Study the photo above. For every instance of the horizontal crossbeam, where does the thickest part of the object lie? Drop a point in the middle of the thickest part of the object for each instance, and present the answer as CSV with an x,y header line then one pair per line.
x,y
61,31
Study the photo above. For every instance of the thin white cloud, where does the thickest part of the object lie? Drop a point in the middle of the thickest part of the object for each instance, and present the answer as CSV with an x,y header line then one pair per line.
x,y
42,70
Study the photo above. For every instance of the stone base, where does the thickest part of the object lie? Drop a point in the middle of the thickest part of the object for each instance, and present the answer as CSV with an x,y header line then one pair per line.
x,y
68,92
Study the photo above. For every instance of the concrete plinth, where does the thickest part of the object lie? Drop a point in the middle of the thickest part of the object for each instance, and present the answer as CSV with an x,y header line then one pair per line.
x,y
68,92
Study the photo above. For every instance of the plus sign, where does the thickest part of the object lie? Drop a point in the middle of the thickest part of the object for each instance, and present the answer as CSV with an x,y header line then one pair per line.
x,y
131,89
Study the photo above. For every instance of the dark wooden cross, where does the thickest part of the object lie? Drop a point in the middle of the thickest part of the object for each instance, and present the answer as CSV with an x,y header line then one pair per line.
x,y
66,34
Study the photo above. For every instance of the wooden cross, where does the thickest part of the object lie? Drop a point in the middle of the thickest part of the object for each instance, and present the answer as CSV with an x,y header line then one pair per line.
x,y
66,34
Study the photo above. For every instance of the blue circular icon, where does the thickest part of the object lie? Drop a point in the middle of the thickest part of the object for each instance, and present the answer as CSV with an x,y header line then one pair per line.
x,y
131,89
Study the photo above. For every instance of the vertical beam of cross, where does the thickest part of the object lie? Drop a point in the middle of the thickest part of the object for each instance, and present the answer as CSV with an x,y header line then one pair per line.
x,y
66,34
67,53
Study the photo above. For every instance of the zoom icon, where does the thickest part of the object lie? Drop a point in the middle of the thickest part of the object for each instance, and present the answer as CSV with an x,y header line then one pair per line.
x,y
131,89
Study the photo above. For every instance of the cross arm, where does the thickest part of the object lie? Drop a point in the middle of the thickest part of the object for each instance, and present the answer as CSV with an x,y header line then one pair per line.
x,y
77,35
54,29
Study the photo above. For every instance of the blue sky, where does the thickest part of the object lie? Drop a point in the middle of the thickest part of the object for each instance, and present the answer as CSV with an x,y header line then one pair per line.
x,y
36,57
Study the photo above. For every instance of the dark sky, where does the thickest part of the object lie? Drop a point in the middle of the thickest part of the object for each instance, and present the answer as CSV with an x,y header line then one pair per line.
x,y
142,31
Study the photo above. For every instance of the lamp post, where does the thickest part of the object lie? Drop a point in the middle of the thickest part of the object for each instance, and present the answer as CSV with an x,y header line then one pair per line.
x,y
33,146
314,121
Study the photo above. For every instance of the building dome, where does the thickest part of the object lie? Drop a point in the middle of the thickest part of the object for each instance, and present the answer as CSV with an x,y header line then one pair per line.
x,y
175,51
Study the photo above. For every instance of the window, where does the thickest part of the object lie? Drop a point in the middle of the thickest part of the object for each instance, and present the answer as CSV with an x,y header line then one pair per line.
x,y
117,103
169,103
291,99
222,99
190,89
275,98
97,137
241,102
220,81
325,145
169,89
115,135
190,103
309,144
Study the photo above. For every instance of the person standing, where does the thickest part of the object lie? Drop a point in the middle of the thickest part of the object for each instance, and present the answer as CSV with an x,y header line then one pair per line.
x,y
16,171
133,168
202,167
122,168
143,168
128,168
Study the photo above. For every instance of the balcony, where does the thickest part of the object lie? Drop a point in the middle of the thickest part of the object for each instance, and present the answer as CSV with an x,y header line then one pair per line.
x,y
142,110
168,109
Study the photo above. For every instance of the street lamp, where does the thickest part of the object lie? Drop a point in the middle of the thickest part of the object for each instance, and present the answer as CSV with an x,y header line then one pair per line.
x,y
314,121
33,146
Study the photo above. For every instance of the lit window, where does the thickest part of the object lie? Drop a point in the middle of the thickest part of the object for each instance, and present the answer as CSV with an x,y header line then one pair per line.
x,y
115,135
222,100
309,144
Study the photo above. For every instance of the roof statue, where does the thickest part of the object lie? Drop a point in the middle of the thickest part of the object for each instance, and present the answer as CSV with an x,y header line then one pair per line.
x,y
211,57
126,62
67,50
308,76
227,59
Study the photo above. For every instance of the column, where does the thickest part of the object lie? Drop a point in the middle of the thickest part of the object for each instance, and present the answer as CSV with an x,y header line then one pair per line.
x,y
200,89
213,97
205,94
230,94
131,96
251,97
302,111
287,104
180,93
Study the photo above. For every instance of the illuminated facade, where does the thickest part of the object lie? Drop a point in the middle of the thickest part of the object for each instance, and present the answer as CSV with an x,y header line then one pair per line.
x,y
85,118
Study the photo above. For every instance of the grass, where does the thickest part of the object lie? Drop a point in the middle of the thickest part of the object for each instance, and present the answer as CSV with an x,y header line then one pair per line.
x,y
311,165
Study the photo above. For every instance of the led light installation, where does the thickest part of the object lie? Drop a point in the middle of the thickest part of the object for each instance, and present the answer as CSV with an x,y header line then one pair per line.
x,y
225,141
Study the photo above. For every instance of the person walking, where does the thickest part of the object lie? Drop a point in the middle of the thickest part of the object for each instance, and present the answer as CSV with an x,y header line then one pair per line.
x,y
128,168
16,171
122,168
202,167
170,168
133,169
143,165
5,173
§ §
### What is needed:
Each line of the material should be returned exactly as it stands.

### Final answer:
Study the photo above. For every instance of the horizontal crossbeam, where does the thickest part of the object lie? Drop a point in the middle of the thickest part of the object for each instance, and present the answer as CSV with an x,y header line then one pair per line.
x,y
61,31
Study the photo above. For every instance of the thin white cloud, where does the thickest part of the object lie? Drop a point in the middle of the thickest part of the object for each instance, and present the answer as CSV with an x,y header line then one pair per line.
x,y
42,70
Study the photo above. For every instance of the stone base, where does the thickest part of the object lie? Drop a point in the middle of the thickest part of the object for each instance, and present the answer as CSV with an x,y header line then one pair per line.
x,y
68,92
Study the photo above. For every instance of the concrete plinth, where does the thickest part of the object lie? Drop a point in the middle of the thickest part of the object for each instance, and present the answer as CSV with an x,y header line then one pair per line.
x,y
68,92
Study the photo above. For every instance of the plus sign, where does the thickest part of the object lie? Drop a point in the middle of the thickest part of the object for each instance, and present the answer as CSV with an x,y header line then one pair per line.
x,y
131,89
Study the photo above. For every instance of the dark wooden cross, where does the thickest part of the object lie? Drop a point in the middle of the thickest part of the object for each instance, and present the answer as CSV with an x,y header line then one pair per line.
x,y
66,34
Study the photo above. For every instance of the wooden cross, where does the thickest part of the object lie? Drop a point in the middle of the thickest part of the object for each instance, and present the answer as CSV with an x,y header line then one pair per line.
x,y
66,34
Study the photo above. For every instance of the blue circular icon, where does the thickest part of the object lie? Drop a point in the middle of the thickest part of the object for each instance, and present the answer as CSV with an x,y header line then one pair per line.
x,y
131,89
Study the photo above. For every instance of the vertical beam of cross, where does the thickest part of the object lie? Drop a point in the middle of the thickest part of the object for each instance, and present the answer as CSV with an x,y header line then one pair per line.
x,y
66,34
67,53
Study the photo above. For every instance of the zoom icon, where does the thickest part of the object lie? Drop a point in the middle of the thickest part of the object for each instance, and present the answer as CSV with an x,y header line then one pair per line.
x,y
131,89
Study the photo above. For every instance of the cross arm, where does the thickest part of the object lie? Drop a point in the middle of the thickest part of the object for each instance, and present the answer as CSV with an x,y header line then one pair per line.
x,y
77,35
54,29
Study the photo above. For every instance of the blue sky, where does the thickest part of the object lie? Drop a point in the middle of the thickest part of the object for each instance, and present the answer as CSV with an x,y header line then one pair per line.
x,y
36,57
Study the photo above. For every instance of the dark sky, where does the thickest part of the object lie? Drop a point in the middle of the thickest part of the object for each instance, and present the answer as CSV with an x,y header line then one pair per line.
x,y
142,31
Study the photo above. For every instance of the lamp post, where does the thickest part of the object lie? Drop a point in the middle of the thickest part of the object for each instance, and present the answer as CSV with an x,y header line then one pair per line.
x,y
33,146
314,121
Study the photo above. For every instance of the building dome, where does the thickest part of the object lie? Drop a point in the middle of the thickest part of the object for each instance, and present the answer as CSV with an x,y header line then one pair per line.
x,y
175,51
Study the photo above. For every instance of the window, where does the thickest part of the object lie? Drop a point in the middle of the thickest part of the object for each instance, and present the answer as CSV with an x,y header line then one pair per line.
x,y
117,103
169,103
291,99
222,99
190,89
275,98
97,137
241,102
220,81
325,145
169,89
115,135
190,103
309,144
Study the photo above. For every instance of the person standing, where does the thickest part of the object lie? Drop a point in the middle of the thickest part of the object for each instance, and present the answer as CSV with an x,y header line then one pair per line.
x,y
16,171
133,168
202,167
122,168
143,168
128,168
Study the photo above. For every instance of the balcony, where does the thickest part of the object lie? Drop a point in the middle of the thickest part of the object for each instance, and present the answer as CSV with an x,y header line then one pair per line.
x,y
142,110
168,109
Study the photo above. For every instance of the street lamp, where does the thickest part of the object lie? Drop a point in the middle of the thickest part of the object for each instance, and present the answer as CSV with an x,y header line then one pair per line.
x,y
314,121
33,146
Study the photo above. For every instance of the lit window, where does the thickest part of the object lie? Drop a point in the middle of the thickest part of the object for each instance, and present the answer as CSV with an x,y header line then one pair per line.
x,y
115,135
222,100
309,144
Study the photo above. For every instance of the roof statue, where does the thickest part of the object lie? Drop a point in the middle of the thickest part of the object for each instance, and present the answer as CSV with an x,y header line then one pair per line.
x,y
211,57
126,62
67,50
308,76
227,59
Study the photo above. For every instance of the column, where does the thickest part of the object lie? Drop a point in the middle of the thickest part of the object for each instance, and present the answer as CSV with an x,y header line then one pair per line.
x,y
200,89
213,97
205,94
230,94
131,96
251,97
302,111
287,104
180,93
Study the photo above. For every instance of the illuminated facade, where does the thickest part of the object lie? Drop a point in the middle of the thickest part of the object for each instance, and present the answer as CSV with an x,y header line then one pair per line.
x,y
85,118
Study the photo above. For every instance of the grass, where does the thickest part of the object lie? Drop a point in the middle of the thickest part of the object for each instance, and present the answer as CSV with an x,y header line then one pair per line.
x,y
311,165
Study the photo above. For every instance of the led light installation, where does the thickest part of the object lie? Drop a point in the middle of the thickest part of the object for each instance, and present the answer as CSV with an x,y header line then one pair per line.
x,y
225,141
Study the photo above. For every instance of the person walking, where does the thickest part of the object lie? Drop a point in the middle of the thickest part of the object for each instance, and present the answer as CSV with an x,y header line then one pair per line.
x,y
128,168
16,171
122,168
202,167
170,168
133,169
143,165
5,173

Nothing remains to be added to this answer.